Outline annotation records
..........

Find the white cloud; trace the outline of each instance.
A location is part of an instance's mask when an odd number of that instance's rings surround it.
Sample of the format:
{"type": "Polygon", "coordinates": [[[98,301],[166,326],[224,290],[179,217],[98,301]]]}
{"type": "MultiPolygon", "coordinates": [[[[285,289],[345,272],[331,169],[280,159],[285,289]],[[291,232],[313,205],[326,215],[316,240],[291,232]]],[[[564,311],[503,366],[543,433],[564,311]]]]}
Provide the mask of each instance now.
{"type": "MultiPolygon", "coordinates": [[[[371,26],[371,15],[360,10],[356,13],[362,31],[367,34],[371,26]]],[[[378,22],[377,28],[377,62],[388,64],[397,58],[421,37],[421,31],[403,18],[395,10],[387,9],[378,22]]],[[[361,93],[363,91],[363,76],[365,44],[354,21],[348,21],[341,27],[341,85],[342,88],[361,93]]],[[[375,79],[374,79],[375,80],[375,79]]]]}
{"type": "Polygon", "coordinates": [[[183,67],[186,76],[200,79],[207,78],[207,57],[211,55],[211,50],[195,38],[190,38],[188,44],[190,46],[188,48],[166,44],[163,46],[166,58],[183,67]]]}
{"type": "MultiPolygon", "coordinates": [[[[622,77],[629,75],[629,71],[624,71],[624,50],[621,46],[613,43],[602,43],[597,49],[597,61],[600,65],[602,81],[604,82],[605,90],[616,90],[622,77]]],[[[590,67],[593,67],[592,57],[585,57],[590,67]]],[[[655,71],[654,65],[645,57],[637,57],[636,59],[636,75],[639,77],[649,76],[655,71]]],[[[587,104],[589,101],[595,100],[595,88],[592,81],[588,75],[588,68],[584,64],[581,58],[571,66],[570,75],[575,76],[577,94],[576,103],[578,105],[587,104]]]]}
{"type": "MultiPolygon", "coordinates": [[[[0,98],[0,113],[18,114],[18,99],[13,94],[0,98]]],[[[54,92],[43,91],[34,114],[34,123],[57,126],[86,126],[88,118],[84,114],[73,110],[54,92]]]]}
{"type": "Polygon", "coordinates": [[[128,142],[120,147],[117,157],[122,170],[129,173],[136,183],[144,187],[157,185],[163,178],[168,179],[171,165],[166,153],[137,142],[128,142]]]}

..........

Hand back the material above in full, exactly as written.

_Task response_
Find the white cloud; trace the outline of each instance.
A location is part of an instance's mask when an odd number of that instance's rings surround it.
Sample of the format:
{"type": "Polygon", "coordinates": [[[98,301],[166,326],[224,290],[179,217],[98,301]]]}
{"type": "MultiPolygon", "coordinates": [[[[285,289],[345,272],[331,169],[280,159],[285,289]],[[291,232],[313,205],[326,215],[316,240],[291,232]]],[[[564,311],[503,366],[543,433],[564,311]]]]}
Provide the mask of each instance now.
{"type": "MultiPolygon", "coordinates": [[[[371,26],[371,15],[360,10],[356,13],[362,31],[367,34],[371,26]]],[[[378,22],[377,28],[377,62],[388,64],[397,58],[421,37],[421,31],[403,18],[395,10],[387,9],[378,22]]],[[[361,93],[363,91],[363,76],[365,44],[354,21],[348,21],[341,27],[341,85],[342,88],[361,93]]],[[[375,79],[374,79],[375,80],[375,79]]]]}
{"type": "Polygon", "coordinates": [[[183,67],[186,76],[200,79],[207,78],[207,57],[211,55],[211,50],[195,38],[190,38],[188,44],[190,46],[188,48],[166,44],[163,46],[166,58],[183,67]]]}
{"type": "MultiPolygon", "coordinates": [[[[622,77],[629,75],[629,71],[624,71],[624,50],[621,46],[613,43],[602,43],[597,49],[597,61],[600,65],[602,81],[604,82],[605,90],[616,90],[622,77]]],[[[590,67],[593,67],[592,57],[585,57],[590,67]]],[[[655,71],[654,65],[645,57],[637,57],[636,59],[636,75],[639,77],[649,76],[655,71]]],[[[587,104],[589,101],[595,100],[595,88],[592,81],[588,75],[588,68],[584,64],[581,58],[571,66],[570,75],[575,76],[577,94],[576,103],[578,105],[587,104]]]]}
{"type": "MultiPolygon", "coordinates": [[[[0,98],[0,113],[18,114],[18,99],[13,94],[0,98]]],[[[54,92],[43,91],[34,114],[34,123],[57,126],[86,126],[88,118],[84,114],[73,110],[54,92]]]]}
{"type": "Polygon", "coordinates": [[[128,142],[120,147],[117,157],[122,170],[129,173],[136,183],[144,187],[157,185],[163,178],[168,179],[171,165],[166,153],[137,142],[128,142]]]}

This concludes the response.